# [Selected passage]
┌────────

Crying for Dead Sister No. 2 portrays the funeral of the destroyed refrigerator. Cotton is applied to hemp, paper for the corpse is placed, and the bottom lining board is laid in the coffin. This video seems to show the funeral of the refrigerator, but at a closer look, it focuses more on the stern expression of the refrigerator that is carrying out the funeral of the image. Shouldering a bier, the refrigerator tries to move somewhere, rattling as if to move. Singing the requiem “Image is dead”, the refrigerator is left only of its shell the moment it falls. The funeral procession will stir in the silent night as if to say the cold air has vaporized. The refrigerator seems to rattle, holding fast onto the sack that holds the last clips of fingernails and toenails of the deceased. The artist is asleep like the cotton swabs drenched in ethanol in the refrigerator. Her sleepwalking depends on where to head off out of the doors, or where to disappear behind the closed doors.

 

Crying for Dead Sister No. 3 depicts the blankets and washing machine of a woman who throws herself off at the age of 30 on June 25th, 2010. It shows the process of the washing machine washing her blankets, and flowing off the water used for the washing outside of the exhibition space. The blanket has no stains; all day, only clear translucent water flows, like brain water oozing out of a cracked skull. Leaking, like exploded guts.

Is it a ghost in her thirties who washes her hands in that water every night? Young girls in the village come by to play, and drink the water with their hands. Indifference replaces life in the place where one used to lie, as if to become a mad woman or throw oneself off at any moment, or as if to crawl under the blanket and ask “Who are you?” to the one already underneath it. Like the feces that leaves the city every night and reaches the Pacific.

└────────

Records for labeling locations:
┌────────

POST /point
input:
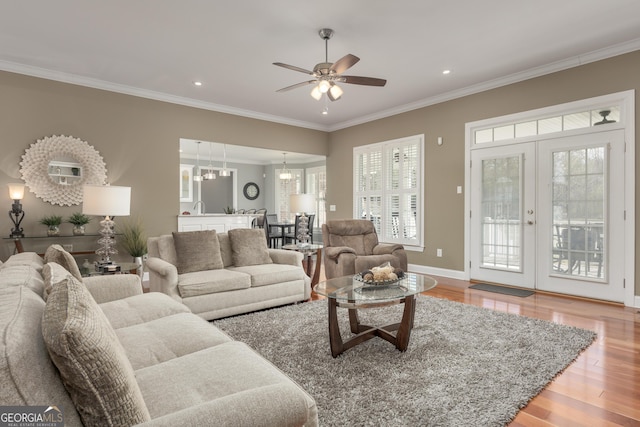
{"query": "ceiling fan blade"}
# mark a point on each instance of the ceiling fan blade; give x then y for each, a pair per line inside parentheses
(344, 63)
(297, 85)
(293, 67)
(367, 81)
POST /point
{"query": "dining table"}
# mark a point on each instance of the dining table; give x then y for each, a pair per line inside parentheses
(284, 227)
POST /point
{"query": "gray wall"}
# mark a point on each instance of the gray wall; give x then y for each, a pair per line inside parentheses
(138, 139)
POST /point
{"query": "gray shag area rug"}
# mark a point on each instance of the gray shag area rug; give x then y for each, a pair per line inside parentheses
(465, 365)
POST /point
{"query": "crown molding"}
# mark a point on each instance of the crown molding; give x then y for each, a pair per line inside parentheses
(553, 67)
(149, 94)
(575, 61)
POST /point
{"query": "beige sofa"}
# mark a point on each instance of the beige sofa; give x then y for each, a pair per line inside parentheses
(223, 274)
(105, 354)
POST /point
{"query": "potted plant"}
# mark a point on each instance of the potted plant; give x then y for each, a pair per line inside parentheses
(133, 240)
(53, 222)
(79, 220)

└────────
┌────────

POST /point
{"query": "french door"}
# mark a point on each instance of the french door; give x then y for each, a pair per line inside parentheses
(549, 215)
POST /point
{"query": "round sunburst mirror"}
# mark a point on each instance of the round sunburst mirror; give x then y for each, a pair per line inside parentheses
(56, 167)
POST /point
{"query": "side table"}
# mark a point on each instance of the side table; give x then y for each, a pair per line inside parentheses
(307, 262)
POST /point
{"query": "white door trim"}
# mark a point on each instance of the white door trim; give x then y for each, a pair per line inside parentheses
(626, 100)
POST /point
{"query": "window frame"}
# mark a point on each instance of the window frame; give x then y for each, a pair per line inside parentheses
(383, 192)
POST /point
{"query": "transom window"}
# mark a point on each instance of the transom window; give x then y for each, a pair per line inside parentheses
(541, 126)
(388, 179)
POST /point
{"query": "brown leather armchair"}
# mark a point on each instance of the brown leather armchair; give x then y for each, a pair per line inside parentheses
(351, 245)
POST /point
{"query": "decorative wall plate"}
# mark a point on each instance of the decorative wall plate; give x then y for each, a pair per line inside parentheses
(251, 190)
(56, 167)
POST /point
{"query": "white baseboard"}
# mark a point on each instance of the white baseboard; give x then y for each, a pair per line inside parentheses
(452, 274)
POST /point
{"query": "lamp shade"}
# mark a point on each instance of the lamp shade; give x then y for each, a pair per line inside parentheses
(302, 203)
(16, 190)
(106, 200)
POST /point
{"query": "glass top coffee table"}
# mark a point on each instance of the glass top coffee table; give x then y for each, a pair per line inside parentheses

└────────
┌────────

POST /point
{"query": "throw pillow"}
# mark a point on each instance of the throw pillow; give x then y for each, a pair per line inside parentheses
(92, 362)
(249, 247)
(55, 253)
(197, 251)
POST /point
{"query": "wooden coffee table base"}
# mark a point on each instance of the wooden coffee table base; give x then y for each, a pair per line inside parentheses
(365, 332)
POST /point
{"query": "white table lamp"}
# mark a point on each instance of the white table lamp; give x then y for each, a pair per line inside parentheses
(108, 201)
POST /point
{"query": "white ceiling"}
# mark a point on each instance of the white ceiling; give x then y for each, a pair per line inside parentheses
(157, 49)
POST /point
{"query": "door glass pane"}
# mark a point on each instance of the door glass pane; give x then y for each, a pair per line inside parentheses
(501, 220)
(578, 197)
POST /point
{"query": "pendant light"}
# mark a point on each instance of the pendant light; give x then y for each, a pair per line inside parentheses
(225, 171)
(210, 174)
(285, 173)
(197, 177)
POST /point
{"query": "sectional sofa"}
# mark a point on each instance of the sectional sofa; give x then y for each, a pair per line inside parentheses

└────────

Carry the passage about the Crying for Dead Sister works further, starting right after its final sentence. The rows were taken from a separate source.

Basement –Beware of Wild Boars

A woman with huge nostrils flash off her fangs, show expressions of destruction, scream, become depressed, and reveal the color of her pupils in process of cell division. With an expression that seems to shout “Wait ‘til it happens to you!”, and as if to say “I live in Youngdeungpo-gu, Dangsan-dong 5-Ga”, and in the expression of Buzz Aldrin and Michael Collins in moon, she sings boisterously within herself. Like the wrath of a son-in-law who has just visited his mother-in-law, the postpartum depression of those in Lucina Postpartum Center in 168-56, the screams of a capsized cruise ship, the sound of Sonata license plate 2865 crashing into a pole, or like a woodlice that has swollen Roxithromycin, I couldn’t help but look into the monitor and question if the flesh of the women I have touched can make such a sound. And it says that the woman in the monitor is only just living her daily life.

 

 

 

Kim Kyoung-joo (Poet, Play writer)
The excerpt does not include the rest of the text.